What needs to be done: Would you please transcribe, exactly as written, the lines of the entries below starting at the one that holds "positive clicks: (228, 112)" and ending at the one that holds "136L235 134L234 78L288", both included?

[Items from a data source]

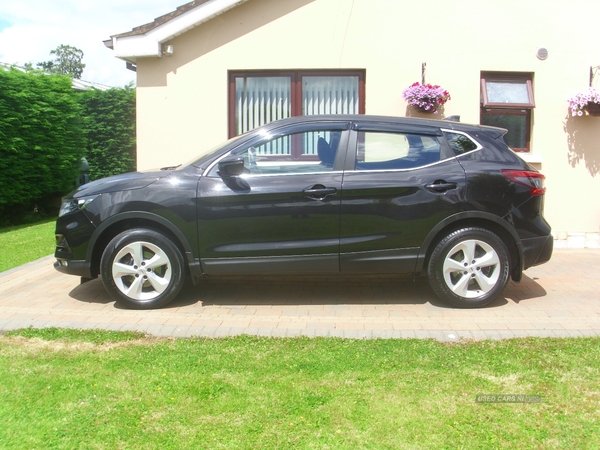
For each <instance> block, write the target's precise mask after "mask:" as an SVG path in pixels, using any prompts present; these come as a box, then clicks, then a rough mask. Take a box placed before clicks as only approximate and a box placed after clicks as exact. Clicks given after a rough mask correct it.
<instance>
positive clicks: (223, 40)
mask: <svg viewBox="0 0 600 450" xmlns="http://www.w3.org/2000/svg"><path fill="white" fill-rule="evenodd" d="M599 14H600V2H598V1H597V0H571V1H557V0H530V1H528V2H524V1H522V0H505V1H503V2H481V1H475V0H456V1H454V2H447V1H443V0H429V1H423V2H408V1H398V0H286V1H279V0H250V1H248V2H247V3H244V4H242V5H241V6H238V7H236V8H234V9H232V10H230V11H228V12H226V13H224V14H222V15H220V16H218V17H216V18H215V19H212V20H211V21H209V22H207V23H205V24H203V25H201V26H199V27H197V28H195V29H192V30H190V31H188V32H186V33H184V34H183V35H181V36H179V37H177V38H175V39H173V40H172V41H170V42H168V44H171V45H173V47H174V55H173V56H170V57H162V58H146V59H139V60H138V63H137V67H138V72H137V73H138V83H137V84H138V92H137V97H138V167H139V168H140V169H147V168H154V167H160V166H164V165H172V164H177V163H179V162H184V161H186V160H188V159H190V158H191V157H193V156H194V155H197V154H199V153H201V152H203V151H206V150H207V149H209V148H211V147H212V146H213V145H215V144H217V143H218V142H220V141H223V140H225V139H226V138H227V72H228V70H246V69H247V70H250V69H288V68H289V69H338V68H342V69H366V112H367V114H384V115H396V116H403V115H406V114H407V109H406V103H405V101H404V100H403V99H402V90H403V89H404V88H405V87H407V86H408V85H410V84H411V83H413V82H415V81H420V78H421V63H423V62H425V63H427V70H426V81H427V82H431V83H434V84H439V85H441V86H443V87H444V88H446V89H447V90H449V91H450V93H451V95H452V100H451V101H450V102H448V103H447V104H446V109H445V115H446V116H448V115H454V114H458V115H460V116H461V120H462V121H463V122H471V123H478V122H479V79H480V72H481V71H511V72H518V71H523V72H533V73H534V92H535V99H536V108H535V110H534V116H533V122H534V124H533V132H532V158H535V159H536V160H541V169H542V172H543V173H544V174H545V175H546V176H547V187H548V193H547V195H546V217H547V219H548V221H549V222H550V223H551V225H552V226H553V229H554V230H556V231H585V232H598V231H600V202H598V201H596V200H595V198H594V197H595V193H596V192H600V174H598V172H599V171H600V131H599V130H600V118H592V117H583V118H581V117H578V118H571V119H569V118H568V110H567V104H566V99H567V98H568V97H570V96H571V95H573V94H575V93H576V92H578V91H579V90H581V89H584V88H586V87H587V86H588V77H589V68H590V66H597V65H600V41H599V40H598V37H597V24H596V23H595V21H596V18H597V17H598V15H599ZM538 47H545V48H547V49H548V52H549V57H548V59H547V60H545V61H540V60H539V59H537V57H536V50H537V48H538ZM594 84H595V85H596V86H600V83H598V82H595V83H594ZM440 118H441V117H440Z"/></svg>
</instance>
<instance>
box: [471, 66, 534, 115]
mask: <svg viewBox="0 0 600 450" xmlns="http://www.w3.org/2000/svg"><path fill="white" fill-rule="evenodd" d="M532 81H533V74H531V73H528V72H527V73H498V72H482V73H481V106H482V107H483V108H501V109H523V108H535V98H534V96H533V83H532ZM488 82H500V83H516V82H525V86H526V88H527V96H528V98H529V100H530V101H529V102H527V103H498V102H491V101H489V99H488V95H487V83H488Z"/></svg>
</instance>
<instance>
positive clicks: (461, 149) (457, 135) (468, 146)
mask: <svg viewBox="0 0 600 450" xmlns="http://www.w3.org/2000/svg"><path fill="white" fill-rule="evenodd" d="M444 136H445V137H446V140H447V141H448V144H449V145H450V148H451V149H452V151H453V152H454V154H455V155H462V154H463V153H466V152H470V151H472V150H476V149H477V148H478V145H477V144H476V143H475V142H473V141H472V140H471V139H470V138H469V137H468V136H466V135H464V134H461V133H450V132H444Z"/></svg>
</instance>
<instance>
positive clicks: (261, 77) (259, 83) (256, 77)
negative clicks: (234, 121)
mask: <svg viewBox="0 0 600 450" xmlns="http://www.w3.org/2000/svg"><path fill="white" fill-rule="evenodd" d="M290 90H291V78H290V77H236V78H235V127H236V129H235V131H236V134H242V133H245V132H246V131H250V130H253V129H254V128H256V127H258V126H260V125H264V124H266V123H269V122H272V121H274V120H277V119H284V118H286V117H290V116H291V92H290Z"/></svg>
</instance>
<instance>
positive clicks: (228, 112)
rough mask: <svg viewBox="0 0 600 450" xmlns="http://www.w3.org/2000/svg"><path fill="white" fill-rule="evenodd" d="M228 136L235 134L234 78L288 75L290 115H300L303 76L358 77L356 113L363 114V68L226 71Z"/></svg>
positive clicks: (363, 84)
mask: <svg viewBox="0 0 600 450" xmlns="http://www.w3.org/2000/svg"><path fill="white" fill-rule="evenodd" d="M227 76H228V83H227V85H228V108H227V109H228V111H227V114H228V117H227V124H228V130H227V133H228V137H229V138H232V137H235V136H237V135H236V134H235V133H236V124H235V106H236V105H235V79H236V78H238V77H289V78H290V83H291V87H290V92H291V98H290V103H291V112H290V114H291V115H290V117H297V116H302V78H303V77H306V76H308V77H323V76H331V77H348V76H355V77H358V114H365V103H366V100H365V79H366V70H365V69H332V70H329V69H302V70H230V71H228V74H227Z"/></svg>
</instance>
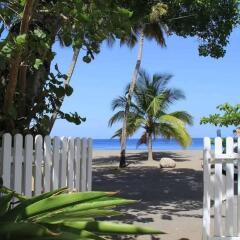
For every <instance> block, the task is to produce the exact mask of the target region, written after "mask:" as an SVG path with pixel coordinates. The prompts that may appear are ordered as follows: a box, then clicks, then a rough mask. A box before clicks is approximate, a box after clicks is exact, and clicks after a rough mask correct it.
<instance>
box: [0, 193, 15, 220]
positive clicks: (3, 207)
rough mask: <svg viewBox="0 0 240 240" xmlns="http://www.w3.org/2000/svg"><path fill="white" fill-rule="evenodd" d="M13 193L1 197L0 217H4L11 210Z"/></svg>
mask: <svg viewBox="0 0 240 240" xmlns="http://www.w3.org/2000/svg"><path fill="white" fill-rule="evenodd" d="M12 197H13V193H9V194H7V195H4V196H2V197H0V217H1V216H3V215H4V214H5V213H6V212H7V211H8V209H9V207H10V204H11V200H12Z"/></svg>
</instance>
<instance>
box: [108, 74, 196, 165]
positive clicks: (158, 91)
mask: <svg viewBox="0 0 240 240" xmlns="http://www.w3.org/2000/svg"><path fill="white" fill-rule="evenodd" d="M171 78H172V76H171V75H162V74H154V75H153V76H152V77H151V76H150V75H149V74H148V73H147V72H146V71H144V70H141V71H140V74H139V77H138V80H137V83H136V87H135V89H134V94H133V98H132V101H131V104H130V111H129V114H128V119H127V136H128V137H130V136H132V135H133V134H134V133H135V132H136V131H137V130H139V129H143V130H144V131H143V134H142V136H141V137H140V139H139V141H138V145H141V144H147V145H148V160H150V161H151V160H153V154H152V140H153V139H155V138H156V137H163V138H166V139H176V140H177V142H178V143H179V144H180V145H181V146H182V147H184V148H185V147H187V146H189V145H190V144H191V137H190V135H189V133H188V131H187V129H186V124H188V125H192V123H193V118H192V116H191V115H190V114H189V113H187V112H186V111H175V112H171V113H168V108H169V106H170V105H171V104H173V103H174V102H175V101H177V100H181V99H185V95H184V93H183V92H182V91H181V90H179V89H175V88H168V87H167V85H168V83H169V81H170V79H171ZM128 89H129V86H127V89H126V94H125V95H124V96H119V97H117V98H116V99H114V100H113V101H112V110H113V111H114V110H116V109H118V110H119V111H118V112H116V113H115V114H114V115H113V116H112V117H111V119H110V120H109V126H112V125H113V124H114V123H116V122H118V121H123V118H124V110H125V106H126V102H127V94H128ZM121 132H122V129H121V128H120V129H118V130H117V131H116V132H115V134H114V136H113V138H114V137H120V136H121Z"/></svg>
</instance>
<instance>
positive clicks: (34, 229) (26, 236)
mask: <svg viewBox="0 0 240 240" xmlns="http://www.w3.org/2000/svg"><path fill="white" fill-rule="evenodd" d="M4 235H5V236H8V237H7V239H9V240H10V239H13V240H15V239H17V238H19V237H21V236H22V237H24V238H28V237H49V236H57V235H59V233H55V232H52V231H50V230H49V229H48V228H46V227H44V226H42V225H40V224H35V223H14V222H11V223H5V222H1V223H0V236H4Z"/></svg>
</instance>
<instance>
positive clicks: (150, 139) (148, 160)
mask: <svg viewBox="0 0 240 240" xmlns="http://www.w3.org/2000/svg"><path fill="white" fill-rule="evenodd" d="M148 161H153V153H152V134H151V133H148Z"/></svg>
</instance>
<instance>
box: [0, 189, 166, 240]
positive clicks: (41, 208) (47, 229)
mask: <svg viewBox="0 0 240 240" xmlns="http://www.w3.org/2000/svg"><path fill="white" fill-rule="evenodd" d="M1 192H4V193H5V195H4V196H2V197H0V239H1V240H11V239H16V238H17V239H48V240H50V239H51V240H52V239H58V240H77V239H96V240H104V239H105V238H104V237H102V236H101V235H104V236H107V235H112V234H134V235H137V234H160V233H161V232H160V231H157V230H153V229H149V228H143V227H138V226H134V225H130V224H123V223H115V222H109V221H98V220H96V219H95V218H98V217H109V216H115V215H119V214H120V213H119V212H117V211H115V210H113V209H112V208H114V207H115V206H118V205H123V204H130V203H134V202H135V201H133V200H126V199H122V198H115V197H112V196H113V195H115V193H111V192H81V193H66V189H65V188H64V189H59V190H56V191H52V192H48V193H44V194H42V195H40V196H36V197H33V198H28V199H27V198H25V197H23V196H21V195H18V194H16V193H14V192H13V191H11V190H8V189H6V188H2V191H1ZM6 193H7V194H6ZM13 197H15V198H18V199H19V204H18V205H16V206H14V207H12V205H13V203H12V201H13Z"/></svg>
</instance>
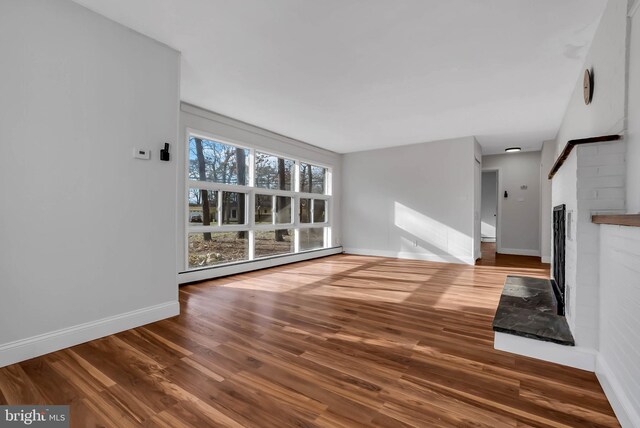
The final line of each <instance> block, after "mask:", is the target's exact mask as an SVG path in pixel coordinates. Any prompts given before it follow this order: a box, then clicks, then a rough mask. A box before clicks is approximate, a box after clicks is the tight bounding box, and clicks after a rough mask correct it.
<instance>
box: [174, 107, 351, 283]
mask: <svg viewBox="0 0 640 428" xmlns="http://www.w3.org/2000/svg"><path fill="white" fill-rule="evenodd" d="M189 130H191V131H196V132H199V133H201V134H204V135H209V136H211V137H212V138H219V139H222V140H224V141H228V142H230V143H236V144H239V145H246V146H247V147H252V148H256V149H259V150H263V151H265V152H267V153H272V154H275V155H280V156H283V157H291V158H293V159H298V160H301V161H305V162H311V163H313V164H316V165H321V166H325V167H327V168H330V170H331V183H330V185H331V193H332V195H333V198H332V199H331V203H330V204H329V218H330V219H331V242H330V243H329V246H332V247H338V246H339V245H340V243H341V233H342V224H341V216H340V214H341V200H342V156H341V155H339V154H337V153H334V152H331V151H328V150H324V149H321V148H318V147H315V146H312V145H309V144H305V143H303V142H301V141H298V140H294V139H292V138H288V137H285V136H283V135H280V134H276V133H273V132H270V131H267V130H265V129H262V128H259V127H257V126H253V125H250V124H248V123H245V122H241V121H238V120H235V119H232V118H229V117H226V116H223V115H220V114H217V113H213V112H210V111H207V110H204V109H202V108H199V107H196V106H193V105H190V104H186V103H184V104H182V107H181V112H180V139H179V144H177V147H176V162H177V163H178V177H179V178H178V198H177V202H176V204H177V205H178V207H179V212H178V218H177V229H178V270H179V272H180V273H179V278H178V279H179V282H180V283H186V282H191V281H197V280H202V279H205V278H213V277H216V276H223V275H230V274H234V273H239V272H246V271H250V270H255V269H263V268H266V267H270V266H276V265H279V264H284V263H286V262H293V261H298V260H302V259H309V258H313V254H307V255H305V256H304V257H303V258H301V256H300V255H297V256H287V257H278V258H277V259H272V260H256V261H252V262H247V263H242V264H237V265H230V266H219V267H214V268H211V269H204V270H198V271H190V272H186V270H187V266H186V258H185V253H186V252H187V249H186V239H185V233H186V224H187V223H186V206H185V201H186V195H185V191H186V188H185V168H186V162H185V158H186V150H187V147H188V144H187V138H188V133H189ZM340 252H342V250H341V249H340V248H336V249H335V250H332V251H329V250H327V251H319V252H316V253H315V256H316V257H320V256H325V255H327V254H335V253H340Z"/></svg>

Task output:
positive clicks: (228, 112)
rough mask: <svg viewBox="0 0 600 450" xmlns="http://www.w3.org/2000/svg"><path fill="white" fill-rule="evenodd" d="M228 136L235 134L234 78L288 75L290 115H300L303 76L358 77L356 113L363 114V68L226 71Z"/></svg>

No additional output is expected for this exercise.